------ Data ------

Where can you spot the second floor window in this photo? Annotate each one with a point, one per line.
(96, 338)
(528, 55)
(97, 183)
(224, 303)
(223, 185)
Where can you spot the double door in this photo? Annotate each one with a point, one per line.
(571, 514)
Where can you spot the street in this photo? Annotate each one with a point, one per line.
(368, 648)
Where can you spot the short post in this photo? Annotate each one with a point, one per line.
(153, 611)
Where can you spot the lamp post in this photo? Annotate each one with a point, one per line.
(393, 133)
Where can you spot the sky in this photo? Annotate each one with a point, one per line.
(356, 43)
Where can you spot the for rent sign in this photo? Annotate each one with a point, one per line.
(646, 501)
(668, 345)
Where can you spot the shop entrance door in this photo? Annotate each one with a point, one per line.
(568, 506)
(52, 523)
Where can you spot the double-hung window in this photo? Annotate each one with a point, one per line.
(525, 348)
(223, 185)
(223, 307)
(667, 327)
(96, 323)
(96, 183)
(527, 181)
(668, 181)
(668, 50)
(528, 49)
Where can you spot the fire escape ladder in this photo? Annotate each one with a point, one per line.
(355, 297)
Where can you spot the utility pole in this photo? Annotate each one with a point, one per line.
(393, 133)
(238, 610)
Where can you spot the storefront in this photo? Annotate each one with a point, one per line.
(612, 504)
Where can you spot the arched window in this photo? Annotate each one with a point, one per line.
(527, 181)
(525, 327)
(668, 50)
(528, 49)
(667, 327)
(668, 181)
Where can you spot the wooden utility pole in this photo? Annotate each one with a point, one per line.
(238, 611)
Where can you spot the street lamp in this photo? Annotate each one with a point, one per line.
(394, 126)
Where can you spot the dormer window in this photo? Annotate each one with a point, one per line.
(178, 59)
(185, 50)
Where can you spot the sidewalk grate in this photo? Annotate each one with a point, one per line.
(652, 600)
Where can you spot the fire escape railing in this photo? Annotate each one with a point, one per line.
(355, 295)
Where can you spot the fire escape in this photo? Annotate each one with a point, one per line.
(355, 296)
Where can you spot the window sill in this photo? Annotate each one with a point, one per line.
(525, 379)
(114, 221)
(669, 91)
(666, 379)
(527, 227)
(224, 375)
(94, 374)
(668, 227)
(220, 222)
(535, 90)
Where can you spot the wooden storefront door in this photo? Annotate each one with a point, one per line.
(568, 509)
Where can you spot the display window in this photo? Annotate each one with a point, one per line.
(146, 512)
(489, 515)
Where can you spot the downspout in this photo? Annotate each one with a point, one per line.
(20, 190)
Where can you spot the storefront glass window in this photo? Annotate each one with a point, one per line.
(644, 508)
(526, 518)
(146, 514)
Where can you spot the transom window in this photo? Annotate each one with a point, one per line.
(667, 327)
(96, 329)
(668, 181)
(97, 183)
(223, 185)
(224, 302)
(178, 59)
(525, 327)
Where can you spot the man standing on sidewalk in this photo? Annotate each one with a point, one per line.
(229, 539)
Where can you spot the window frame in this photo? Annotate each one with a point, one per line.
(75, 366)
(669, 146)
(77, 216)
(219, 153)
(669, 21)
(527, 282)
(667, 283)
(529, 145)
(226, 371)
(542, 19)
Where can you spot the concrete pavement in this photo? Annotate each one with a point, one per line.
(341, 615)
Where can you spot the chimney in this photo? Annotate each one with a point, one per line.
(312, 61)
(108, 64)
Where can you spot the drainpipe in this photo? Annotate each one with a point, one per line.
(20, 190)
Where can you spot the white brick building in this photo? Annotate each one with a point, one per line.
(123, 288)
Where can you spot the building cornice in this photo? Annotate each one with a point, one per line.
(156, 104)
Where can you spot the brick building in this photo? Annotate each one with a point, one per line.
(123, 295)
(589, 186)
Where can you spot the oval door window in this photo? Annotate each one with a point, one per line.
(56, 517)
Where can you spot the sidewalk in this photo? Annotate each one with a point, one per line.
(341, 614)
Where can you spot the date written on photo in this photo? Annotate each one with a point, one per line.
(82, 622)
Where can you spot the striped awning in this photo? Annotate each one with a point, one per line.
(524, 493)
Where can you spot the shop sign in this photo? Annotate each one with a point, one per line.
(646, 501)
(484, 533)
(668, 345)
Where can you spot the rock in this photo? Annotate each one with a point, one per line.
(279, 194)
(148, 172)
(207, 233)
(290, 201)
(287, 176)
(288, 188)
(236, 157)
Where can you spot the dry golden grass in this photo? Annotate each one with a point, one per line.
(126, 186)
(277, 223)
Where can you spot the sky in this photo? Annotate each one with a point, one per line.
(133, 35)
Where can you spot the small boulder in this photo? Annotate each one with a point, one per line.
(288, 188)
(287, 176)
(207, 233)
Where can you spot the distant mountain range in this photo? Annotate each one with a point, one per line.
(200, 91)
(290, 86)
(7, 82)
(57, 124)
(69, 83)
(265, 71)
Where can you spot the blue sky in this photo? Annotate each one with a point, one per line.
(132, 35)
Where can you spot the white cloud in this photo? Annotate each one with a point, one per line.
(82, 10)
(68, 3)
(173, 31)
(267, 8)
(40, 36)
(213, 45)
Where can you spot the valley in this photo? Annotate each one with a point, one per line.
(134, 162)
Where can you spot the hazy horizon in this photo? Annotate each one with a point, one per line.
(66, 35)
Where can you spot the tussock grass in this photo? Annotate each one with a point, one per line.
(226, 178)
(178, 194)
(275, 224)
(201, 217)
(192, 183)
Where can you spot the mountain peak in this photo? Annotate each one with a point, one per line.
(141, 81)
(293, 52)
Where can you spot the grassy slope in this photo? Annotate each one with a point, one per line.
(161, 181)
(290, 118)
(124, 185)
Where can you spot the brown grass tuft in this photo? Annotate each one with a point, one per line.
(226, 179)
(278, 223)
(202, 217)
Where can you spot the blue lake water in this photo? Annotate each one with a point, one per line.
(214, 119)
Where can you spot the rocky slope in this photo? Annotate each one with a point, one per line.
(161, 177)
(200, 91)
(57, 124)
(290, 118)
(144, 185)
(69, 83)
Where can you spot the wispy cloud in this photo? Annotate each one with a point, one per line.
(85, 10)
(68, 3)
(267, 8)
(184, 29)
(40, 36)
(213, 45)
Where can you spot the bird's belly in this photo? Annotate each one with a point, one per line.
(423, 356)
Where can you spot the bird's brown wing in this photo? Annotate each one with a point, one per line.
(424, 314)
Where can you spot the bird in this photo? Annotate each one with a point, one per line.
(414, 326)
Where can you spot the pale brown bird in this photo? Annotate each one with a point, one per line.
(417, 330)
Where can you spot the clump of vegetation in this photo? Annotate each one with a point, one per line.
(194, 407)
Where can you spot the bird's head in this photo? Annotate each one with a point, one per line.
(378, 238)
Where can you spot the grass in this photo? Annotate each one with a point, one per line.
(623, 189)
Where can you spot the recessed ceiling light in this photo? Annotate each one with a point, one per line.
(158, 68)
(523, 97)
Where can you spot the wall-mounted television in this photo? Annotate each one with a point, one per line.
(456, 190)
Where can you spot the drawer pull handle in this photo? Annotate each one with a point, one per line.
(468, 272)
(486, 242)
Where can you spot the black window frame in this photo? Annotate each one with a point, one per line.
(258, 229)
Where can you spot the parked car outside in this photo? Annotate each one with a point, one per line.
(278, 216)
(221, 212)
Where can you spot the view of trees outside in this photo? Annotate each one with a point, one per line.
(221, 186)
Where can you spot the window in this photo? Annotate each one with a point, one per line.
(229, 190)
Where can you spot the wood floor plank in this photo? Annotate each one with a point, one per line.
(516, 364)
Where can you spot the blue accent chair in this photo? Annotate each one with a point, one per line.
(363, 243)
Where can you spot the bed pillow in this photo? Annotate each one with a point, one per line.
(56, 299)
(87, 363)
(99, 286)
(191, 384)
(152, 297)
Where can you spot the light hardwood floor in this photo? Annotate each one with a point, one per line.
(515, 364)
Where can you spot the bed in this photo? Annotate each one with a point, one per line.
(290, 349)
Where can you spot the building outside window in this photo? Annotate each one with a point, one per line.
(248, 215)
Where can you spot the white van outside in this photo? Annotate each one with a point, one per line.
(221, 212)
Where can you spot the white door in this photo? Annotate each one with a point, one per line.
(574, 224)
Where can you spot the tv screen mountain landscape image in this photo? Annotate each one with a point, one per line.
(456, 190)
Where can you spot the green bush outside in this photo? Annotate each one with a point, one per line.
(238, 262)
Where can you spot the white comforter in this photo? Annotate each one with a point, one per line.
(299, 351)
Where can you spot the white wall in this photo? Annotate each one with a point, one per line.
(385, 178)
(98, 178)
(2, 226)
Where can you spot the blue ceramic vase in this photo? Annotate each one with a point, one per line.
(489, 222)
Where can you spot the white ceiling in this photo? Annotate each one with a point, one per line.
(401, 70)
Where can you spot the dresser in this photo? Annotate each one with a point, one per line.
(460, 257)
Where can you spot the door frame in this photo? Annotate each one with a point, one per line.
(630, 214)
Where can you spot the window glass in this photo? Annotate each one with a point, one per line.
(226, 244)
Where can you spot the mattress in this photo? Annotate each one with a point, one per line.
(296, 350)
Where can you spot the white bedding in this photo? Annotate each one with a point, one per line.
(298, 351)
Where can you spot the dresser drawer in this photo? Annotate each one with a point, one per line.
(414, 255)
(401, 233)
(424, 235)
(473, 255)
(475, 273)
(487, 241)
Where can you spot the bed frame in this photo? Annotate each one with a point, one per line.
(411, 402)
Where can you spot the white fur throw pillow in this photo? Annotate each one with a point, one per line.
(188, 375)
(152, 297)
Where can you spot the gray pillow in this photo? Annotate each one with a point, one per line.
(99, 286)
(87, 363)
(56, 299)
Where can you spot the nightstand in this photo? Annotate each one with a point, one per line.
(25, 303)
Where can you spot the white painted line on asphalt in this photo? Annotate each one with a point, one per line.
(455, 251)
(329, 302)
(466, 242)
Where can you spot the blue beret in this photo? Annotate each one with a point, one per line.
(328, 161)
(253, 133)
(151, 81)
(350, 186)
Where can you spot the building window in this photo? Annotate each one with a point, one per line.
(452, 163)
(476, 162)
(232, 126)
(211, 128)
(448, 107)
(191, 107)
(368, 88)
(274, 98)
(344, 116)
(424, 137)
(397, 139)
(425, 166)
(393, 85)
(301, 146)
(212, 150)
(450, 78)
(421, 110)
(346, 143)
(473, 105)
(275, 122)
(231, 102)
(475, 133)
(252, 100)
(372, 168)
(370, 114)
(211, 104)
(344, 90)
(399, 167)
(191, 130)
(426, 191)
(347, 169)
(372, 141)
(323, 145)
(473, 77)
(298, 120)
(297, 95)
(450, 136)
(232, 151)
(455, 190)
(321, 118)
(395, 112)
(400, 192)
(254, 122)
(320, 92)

------

▸ What the task requires:
From the line containing "Where can you spot the bed frame" through the closing line of the material above, return every line exactly and omit all others.

▸ Problem solution:
Where can you spot the bed frame in this photo? Annotate each one with a point, one per line.
(411, 402)
Where can you spot the white fur throw pillow in this photo? Annotate each one with a point, one per line.
(188, 375)
(152, 297)
Where can you spot the gray pillow in this photo? Annotate each one with a point, one per line.
(99, 286)
(87, 363)
(56, 299)
Where can you spot the nightstand in this photo? Annotate each one with a point, one per line.
(25, 303)
Where can you spot the white painted line on asphalt in this photo? Annotate each one with a point, one per line.
(455, 251)
(329, 302)
(466, 242)
Where can you spot the blue beret in this photo? Annotate each one with a point, one per line.
(328, 161)
(253, 133)
(151, 81)
(350, 186)
Where can you spot the building window in this photo? Annotate each one with a point, one per line.
(452, 163)
(476, 162)
(232, 126)
(211, 128)
(448, 107)
(191, 107)
(368, 88)
(274, 98)
(344, 116)
(424, 137)
(397, 139)
(425, 166)
(393, 85)
(301, 146)
(212, 150)
(450, 78)
(421, 110)
(346, 143)
(473, 105)
(275, 122)
(231, 102)
(475, 133)
(252, 100)
(372, 168)
(370, 114)
(211, 104)
(344, 90)
(399, 167)
(191, 130)
(426, 191)
(347, 169)
(372, 141)
(323, 145)
(473, 77)
(298, 120)
(297, 95)
(450, 136)
(232, 151)
(455, 190)
(321, 118)
(395, 112)
(400, 192)
(254, 122)
(320, 92)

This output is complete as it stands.